PROVIDED PASSAGE:
I had this oped in last Friday's Chicago Tribune:
October 26, 2018
What does it take to get a second chance?
Steven Lubet
Reginald Dwayne Betts was still in high school when he was convicted of the crime — carjacking and armed robbery — that would haunt him the rest of his life. After serving eight years in a Virginia state prison, Betts eventually became a widely published poet and graduated from Yale Law School. In a recent essay in The New York Times Magazine, he explains the devastating aftereffects of a felony conviction, and the difficulties it created for him when he applied for admission to the Connecticut bar.
Although there is no comparison between what Betts endured and my own life, his essay has moved me to tell my story of criminal convictions and ultimate admission to the Illinois bar. I had an easy time of it compared with Betts, who wrote, “I might eventually be allowed to practice law, or, I realized with a cold, dull clarity, I might not.” In contrast, I blithely assumed that everything would work out, as indeed everything did.
I was convicted four times of misdemeanors, once each year from 1967 to 1970, between the ages of 18 and 21, all involving peace or civil rights demonstrations. I pleaded guilty three times, and my one conviction at trial was reversed on appeal. The stiffest sentence came in the last and most serious case, during my senior year in college. Although I should have gone to jail as a repeat offender, a surprisingly lenient plea bargain got me off with two years of probation.
Of course, I disclosed my criminal history on my law school applications, which I must have been filling out concurrently with the court proceedings. Only the University of Michigan seemed to care, requiring me to travel from Chicago to Ann Arbor for an interview with a dean. “Mr. Lubet,” he informed me, “not only have you been arrested more times than any other applicant to the law school, you have been arrested more times than every other applicant to the law school.” I was foolishly defiant, having already been accepted at other schools, so I just shrugged off the dean’s concerns. It did not seem to matter; Michigan soon accepted me with a full scholarship, which I turned down to attend the University of California at Berkeley (also with a scholarship, and no special interview).
My probation, however, still had a year and a half to run, so I had to get court permission to attend law school out of state. The judge chided me for “joining the establishment,” which I had no intention of doing. But I smiled politely, and she signed the order allowing my move to California. The judge did not remember me years later when I appeared before her as a lawyer, but she smiled when I explained and thanked her.

DATASET ROWS:
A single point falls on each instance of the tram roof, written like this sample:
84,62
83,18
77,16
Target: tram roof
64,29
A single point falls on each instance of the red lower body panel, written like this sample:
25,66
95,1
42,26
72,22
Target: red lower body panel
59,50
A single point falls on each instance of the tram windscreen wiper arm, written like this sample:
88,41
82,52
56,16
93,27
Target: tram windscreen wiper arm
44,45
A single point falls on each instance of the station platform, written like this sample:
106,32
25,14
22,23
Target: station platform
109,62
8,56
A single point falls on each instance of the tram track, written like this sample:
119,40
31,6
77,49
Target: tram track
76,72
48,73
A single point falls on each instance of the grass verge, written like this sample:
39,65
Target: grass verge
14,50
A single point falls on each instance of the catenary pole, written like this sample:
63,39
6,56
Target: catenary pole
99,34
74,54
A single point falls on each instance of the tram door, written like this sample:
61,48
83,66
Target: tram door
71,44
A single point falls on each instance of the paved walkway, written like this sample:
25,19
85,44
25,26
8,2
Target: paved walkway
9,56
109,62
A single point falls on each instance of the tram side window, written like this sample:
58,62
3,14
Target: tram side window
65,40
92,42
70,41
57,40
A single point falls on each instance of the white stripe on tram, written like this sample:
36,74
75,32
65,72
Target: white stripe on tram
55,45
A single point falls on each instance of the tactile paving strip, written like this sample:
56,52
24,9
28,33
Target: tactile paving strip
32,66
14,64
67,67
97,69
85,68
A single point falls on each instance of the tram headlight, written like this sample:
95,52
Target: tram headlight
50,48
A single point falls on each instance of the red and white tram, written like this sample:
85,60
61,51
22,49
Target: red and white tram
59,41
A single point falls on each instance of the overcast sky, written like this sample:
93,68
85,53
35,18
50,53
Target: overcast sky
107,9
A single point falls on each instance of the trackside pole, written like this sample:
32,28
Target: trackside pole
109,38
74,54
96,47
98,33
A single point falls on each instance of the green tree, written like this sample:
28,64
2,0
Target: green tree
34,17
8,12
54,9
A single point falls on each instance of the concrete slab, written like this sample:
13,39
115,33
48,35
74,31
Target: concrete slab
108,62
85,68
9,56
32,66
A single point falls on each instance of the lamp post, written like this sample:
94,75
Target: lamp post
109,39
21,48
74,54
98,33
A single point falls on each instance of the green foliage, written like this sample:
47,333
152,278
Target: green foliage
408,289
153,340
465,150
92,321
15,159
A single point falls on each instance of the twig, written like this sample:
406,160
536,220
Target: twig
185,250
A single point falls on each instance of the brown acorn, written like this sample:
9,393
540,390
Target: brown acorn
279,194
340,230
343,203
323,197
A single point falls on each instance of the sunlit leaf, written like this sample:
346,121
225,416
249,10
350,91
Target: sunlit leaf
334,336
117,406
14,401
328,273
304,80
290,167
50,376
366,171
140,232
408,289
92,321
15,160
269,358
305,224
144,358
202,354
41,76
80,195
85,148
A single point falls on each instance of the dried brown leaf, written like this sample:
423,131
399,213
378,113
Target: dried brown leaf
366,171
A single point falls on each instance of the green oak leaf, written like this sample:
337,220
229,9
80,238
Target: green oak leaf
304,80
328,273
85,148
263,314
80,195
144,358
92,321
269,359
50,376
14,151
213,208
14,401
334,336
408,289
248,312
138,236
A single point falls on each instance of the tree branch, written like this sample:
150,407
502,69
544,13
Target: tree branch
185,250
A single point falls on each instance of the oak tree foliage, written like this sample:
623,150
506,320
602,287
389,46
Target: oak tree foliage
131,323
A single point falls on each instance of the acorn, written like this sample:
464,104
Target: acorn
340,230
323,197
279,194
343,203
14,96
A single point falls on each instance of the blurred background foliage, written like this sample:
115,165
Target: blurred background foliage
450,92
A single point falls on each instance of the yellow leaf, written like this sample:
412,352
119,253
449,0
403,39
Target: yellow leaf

WHAT YOU NEED TO DO:
A) Answer these using the op-ed about second chances above the records:
(i) How long did Betts serve in a Virginia state prison?
(ii) Which law school required an interview with a dean?
(iii) What sentence did the plea bargain in the last case bring?
B) Carry the op-ed about second chances forward from its final paragraph, starting right after the judge smiled at being thanked.

TASK-BY-TASK RESULTS:
A)
(i) Eight years.
(ii) The University of Michigan.
(iii) Two years of probation.

B)
Law school was uneventful, at least as far as getting arrested. After graduation I returned to Chicago to work at the Legal Assistance Foundation, but there still was the small matter of getting admitted to the bar. Approval was a formality for most of those who passed the exam, but not for me. Like Betts in Connecticut, I received a notice from the Character and Fitness Committee, informing me that my application needed additional information. I was scheduled for a special interview with a committee member. Only then did I consult a lawyer at the American Civil Liberties Union, which had represented me in the appeal of my overturned conviction. He advised me to tell the full truth, which I would have done anyhow, and to be contrite, which was not in my nature, though I resolved to do my best.
Arriving at the interviewer’s law office, I was pleased to see that he was African-American. There were relatively few black lawyers in Chicago in 1973, and, I am embarrassed to say, I thoughtlessly assumed that he would be more sympathetic to crimes of civil disobedience. As it happened, the lawyer who’d negotiated my miraculous plea bargain also had been African-American, so I dropped his name in the shameless hope that they knew each other.
“Oh yes, I know him,” said the interviewer. “In fact, I saw him just last week ... when I visited him in the Cook County Jail.” Unbeknownst to me, my defense counsel had himself been convicted of receiving stolen securities and was serving a three-year sentence.
The interviewer did not hold my lawyer’s crimes against me, and I evidently came close enough to contrition to meet his approval. “Young man,” he said, “I am going to take the bull by the horns and recommend you to the bar.” I was sworn in a few weeks later, and I have seldom thought about it since.
Looking back, there was a good amount of privilege and naivete in my approach to the whole situation. Having read Betts’ essay, I am ashamed to say that it hardly occurred to me that I would not be admitted to the bar. Through the entire process of applications, law school attendance, applying for the LAF job and taking the bar exam, I simply assumed that it would be just fine. Betts understood that his felony conviction, at age 16, “would forever be a hellhound on my trail,” but I had no such fears.
True, four misdemeanors are far from an armed felony, much less eight years in prison, but there were other reasons for my nonchalance. Not least, I had been convicted as a white student at a private university, where Betts had been a black teenager in a Virginia prison. I had plenty of reasons for optimism and he had few or none. Moreover, I had always been surrounded by a community — friends, classmates, fellow activists — who regarded my convictions favorably. If not exactly badges of honor, they were certainly cool.
In fact, my arrests had been foolhardy at best. After all, I was safely demonstrating in downtown Evanston, not marching on Alabama’s Edmund Pettus Bridge. Our anti-war demonstrations would have proceeded just as successfully without taunting the police (which is what we had done). It seemed idealistic at the time, but it was really just recklessness.
Betts’ essay makes me sorry to have worn those events so lightly. Although I did not grasp it then, I was extraordinarily fortunate to be able to attend law school and join the bar. The judge, an unnamed Berkeley admissions officer and the character and fitness interviewer all took a chance on me. Any one of them could have squelched my plans without explanation, and who knows where I would be today? I did not appreciate their indulgence, which was obscured by my own sense of entitlement.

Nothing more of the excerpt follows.